WRITTEN REQUEST: Lay out everything below, from the line containing "Phrase -- white apartment building" down to the end of the records, as a two-column CSV with the columns text and answer. Give one row per record, each field in double quotes and with its line breaks replaced by spaces.

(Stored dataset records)

+---+

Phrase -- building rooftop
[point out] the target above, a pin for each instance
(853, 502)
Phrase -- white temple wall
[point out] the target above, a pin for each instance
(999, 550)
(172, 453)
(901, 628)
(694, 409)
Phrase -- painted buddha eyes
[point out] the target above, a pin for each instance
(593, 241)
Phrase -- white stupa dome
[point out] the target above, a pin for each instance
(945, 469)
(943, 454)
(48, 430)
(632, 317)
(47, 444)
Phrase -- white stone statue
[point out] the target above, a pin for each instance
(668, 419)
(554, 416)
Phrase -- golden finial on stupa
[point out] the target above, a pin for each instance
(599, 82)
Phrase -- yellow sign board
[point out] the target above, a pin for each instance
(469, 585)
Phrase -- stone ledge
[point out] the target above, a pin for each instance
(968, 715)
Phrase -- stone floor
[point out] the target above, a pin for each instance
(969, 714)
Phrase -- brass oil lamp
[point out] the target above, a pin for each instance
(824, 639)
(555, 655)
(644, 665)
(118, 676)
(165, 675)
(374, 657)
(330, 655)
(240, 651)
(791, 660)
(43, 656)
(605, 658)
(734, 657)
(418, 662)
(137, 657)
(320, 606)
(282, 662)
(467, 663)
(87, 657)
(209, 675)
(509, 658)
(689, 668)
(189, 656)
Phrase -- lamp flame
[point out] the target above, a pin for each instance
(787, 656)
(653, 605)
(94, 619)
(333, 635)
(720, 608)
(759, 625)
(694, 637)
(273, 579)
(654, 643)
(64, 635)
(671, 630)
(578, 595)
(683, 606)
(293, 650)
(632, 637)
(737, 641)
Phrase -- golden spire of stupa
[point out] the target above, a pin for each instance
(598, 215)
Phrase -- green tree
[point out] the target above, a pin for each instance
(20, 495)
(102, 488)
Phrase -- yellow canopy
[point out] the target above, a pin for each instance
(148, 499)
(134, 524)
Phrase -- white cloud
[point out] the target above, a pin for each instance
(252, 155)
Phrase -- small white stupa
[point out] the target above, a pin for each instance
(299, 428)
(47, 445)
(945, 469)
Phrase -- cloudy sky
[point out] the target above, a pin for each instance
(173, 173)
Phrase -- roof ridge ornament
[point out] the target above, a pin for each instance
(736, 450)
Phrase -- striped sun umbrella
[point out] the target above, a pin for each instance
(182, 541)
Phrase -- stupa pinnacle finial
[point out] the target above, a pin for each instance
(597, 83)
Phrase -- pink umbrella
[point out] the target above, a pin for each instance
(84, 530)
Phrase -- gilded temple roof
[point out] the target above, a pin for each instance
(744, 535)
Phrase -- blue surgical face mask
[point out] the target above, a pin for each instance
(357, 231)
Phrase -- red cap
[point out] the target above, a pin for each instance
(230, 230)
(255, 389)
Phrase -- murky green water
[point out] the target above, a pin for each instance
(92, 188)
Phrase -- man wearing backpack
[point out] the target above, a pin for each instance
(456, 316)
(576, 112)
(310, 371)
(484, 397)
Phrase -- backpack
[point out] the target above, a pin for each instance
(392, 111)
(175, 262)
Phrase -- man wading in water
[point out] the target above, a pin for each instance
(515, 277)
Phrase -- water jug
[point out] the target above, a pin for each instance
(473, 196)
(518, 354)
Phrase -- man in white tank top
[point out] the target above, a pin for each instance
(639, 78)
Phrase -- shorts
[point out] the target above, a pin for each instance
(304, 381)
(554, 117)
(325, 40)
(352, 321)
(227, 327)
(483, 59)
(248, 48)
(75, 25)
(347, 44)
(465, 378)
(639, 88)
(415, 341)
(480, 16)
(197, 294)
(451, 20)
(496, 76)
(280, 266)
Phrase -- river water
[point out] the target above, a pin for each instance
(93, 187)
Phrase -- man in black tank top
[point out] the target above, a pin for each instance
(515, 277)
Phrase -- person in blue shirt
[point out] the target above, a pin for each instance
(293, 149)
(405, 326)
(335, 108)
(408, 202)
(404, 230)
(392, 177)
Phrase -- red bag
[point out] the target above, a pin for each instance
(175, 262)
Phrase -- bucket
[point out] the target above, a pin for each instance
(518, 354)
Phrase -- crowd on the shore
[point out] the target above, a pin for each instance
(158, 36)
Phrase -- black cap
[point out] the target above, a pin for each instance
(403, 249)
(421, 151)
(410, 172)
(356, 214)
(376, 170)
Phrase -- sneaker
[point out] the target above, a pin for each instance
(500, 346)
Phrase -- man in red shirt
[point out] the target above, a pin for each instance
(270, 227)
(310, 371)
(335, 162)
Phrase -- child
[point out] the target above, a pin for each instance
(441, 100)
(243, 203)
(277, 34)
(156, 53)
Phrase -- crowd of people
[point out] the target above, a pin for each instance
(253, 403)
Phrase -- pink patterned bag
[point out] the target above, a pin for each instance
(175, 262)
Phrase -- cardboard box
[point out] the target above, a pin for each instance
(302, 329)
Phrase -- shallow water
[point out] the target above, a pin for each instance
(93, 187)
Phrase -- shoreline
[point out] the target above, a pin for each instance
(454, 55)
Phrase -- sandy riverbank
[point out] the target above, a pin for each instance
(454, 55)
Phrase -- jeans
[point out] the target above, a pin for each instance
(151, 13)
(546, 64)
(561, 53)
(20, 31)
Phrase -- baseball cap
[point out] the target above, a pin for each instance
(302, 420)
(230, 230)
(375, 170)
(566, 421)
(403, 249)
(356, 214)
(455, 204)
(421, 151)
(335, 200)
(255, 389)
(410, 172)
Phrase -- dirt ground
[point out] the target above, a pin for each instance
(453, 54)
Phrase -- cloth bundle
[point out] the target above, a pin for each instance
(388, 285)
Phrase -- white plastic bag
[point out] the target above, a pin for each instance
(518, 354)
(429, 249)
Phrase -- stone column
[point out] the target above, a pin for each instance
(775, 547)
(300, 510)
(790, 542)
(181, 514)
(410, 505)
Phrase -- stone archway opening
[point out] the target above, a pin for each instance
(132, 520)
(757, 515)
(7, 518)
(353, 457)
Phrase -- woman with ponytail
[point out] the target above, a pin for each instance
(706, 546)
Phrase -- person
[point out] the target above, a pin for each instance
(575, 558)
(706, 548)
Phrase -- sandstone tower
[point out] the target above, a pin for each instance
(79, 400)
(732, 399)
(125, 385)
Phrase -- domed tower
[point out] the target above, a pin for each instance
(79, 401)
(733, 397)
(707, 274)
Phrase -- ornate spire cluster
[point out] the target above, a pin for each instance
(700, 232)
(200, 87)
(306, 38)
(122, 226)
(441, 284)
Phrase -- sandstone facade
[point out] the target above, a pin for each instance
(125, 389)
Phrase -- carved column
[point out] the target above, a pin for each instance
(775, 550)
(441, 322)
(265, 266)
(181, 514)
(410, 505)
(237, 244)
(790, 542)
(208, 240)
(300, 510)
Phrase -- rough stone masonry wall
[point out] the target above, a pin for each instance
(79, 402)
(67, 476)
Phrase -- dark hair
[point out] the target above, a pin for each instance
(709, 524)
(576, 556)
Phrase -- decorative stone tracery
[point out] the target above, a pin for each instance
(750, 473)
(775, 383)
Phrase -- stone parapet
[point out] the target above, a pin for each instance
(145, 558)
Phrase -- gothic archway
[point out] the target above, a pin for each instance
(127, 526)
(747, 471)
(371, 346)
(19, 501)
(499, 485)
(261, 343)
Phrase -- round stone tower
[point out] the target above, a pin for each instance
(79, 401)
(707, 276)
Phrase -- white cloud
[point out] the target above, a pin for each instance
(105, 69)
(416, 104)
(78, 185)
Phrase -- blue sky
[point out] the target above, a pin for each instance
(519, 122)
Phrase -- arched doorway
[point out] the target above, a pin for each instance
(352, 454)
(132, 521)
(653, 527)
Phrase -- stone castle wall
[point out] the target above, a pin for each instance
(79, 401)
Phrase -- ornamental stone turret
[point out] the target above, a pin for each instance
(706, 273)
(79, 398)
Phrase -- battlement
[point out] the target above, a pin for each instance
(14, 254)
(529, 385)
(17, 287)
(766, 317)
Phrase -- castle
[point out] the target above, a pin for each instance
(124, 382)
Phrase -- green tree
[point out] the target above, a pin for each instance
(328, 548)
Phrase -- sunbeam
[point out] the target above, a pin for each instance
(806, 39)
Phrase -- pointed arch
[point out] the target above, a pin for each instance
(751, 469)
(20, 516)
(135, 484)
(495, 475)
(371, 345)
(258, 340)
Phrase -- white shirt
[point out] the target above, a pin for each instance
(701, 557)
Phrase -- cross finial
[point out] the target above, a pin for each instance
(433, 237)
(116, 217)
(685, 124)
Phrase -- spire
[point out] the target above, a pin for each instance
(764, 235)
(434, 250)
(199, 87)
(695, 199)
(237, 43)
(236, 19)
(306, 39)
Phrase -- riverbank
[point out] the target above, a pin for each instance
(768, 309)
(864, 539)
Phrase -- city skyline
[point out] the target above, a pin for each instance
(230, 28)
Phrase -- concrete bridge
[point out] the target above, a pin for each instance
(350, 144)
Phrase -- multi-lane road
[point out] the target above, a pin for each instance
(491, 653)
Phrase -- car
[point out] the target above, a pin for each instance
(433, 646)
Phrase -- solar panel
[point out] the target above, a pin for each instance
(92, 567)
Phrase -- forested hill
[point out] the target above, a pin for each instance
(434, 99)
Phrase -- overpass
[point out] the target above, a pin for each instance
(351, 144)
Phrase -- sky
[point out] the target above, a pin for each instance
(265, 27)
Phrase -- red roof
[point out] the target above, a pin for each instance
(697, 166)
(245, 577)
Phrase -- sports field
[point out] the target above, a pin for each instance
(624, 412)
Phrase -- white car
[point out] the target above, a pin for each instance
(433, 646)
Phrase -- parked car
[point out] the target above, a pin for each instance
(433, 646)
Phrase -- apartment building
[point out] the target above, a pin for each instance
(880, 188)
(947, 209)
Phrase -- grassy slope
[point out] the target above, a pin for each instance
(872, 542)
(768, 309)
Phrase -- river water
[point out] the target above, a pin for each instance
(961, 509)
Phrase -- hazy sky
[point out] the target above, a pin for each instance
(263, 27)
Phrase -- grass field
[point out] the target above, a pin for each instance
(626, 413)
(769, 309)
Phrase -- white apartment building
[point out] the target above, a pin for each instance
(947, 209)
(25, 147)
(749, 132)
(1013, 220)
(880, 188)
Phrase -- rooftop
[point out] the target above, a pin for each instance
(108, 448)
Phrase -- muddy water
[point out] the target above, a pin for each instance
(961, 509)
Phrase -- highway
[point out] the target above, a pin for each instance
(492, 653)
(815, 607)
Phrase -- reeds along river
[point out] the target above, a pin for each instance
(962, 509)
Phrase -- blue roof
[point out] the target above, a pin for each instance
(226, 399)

+---+

EXPECTED ANSWER:
text,answer
"Phrase -- white apartment building [point out] the target above, a pin for each instance","(947, 209) (25, 147) (749, 132) (1013, 220) (880, 188)"
"Phrase -- rooftop [point out] the target above, a pin for each instance","(108, 448)"
"Phrase -- muddy water [point out] the target above, a pin for each instance","(961, 509)"
"Phrase -- highway [point out] the target above, a pin for each instance","(492, 653) (815, 607)"
"Phrase -- reeds along river [point out] the target above, a pin for each instance","(962, 509)"
"Phrase -- blue roof [point out] the target above, a pin for each instance","(226, 399)"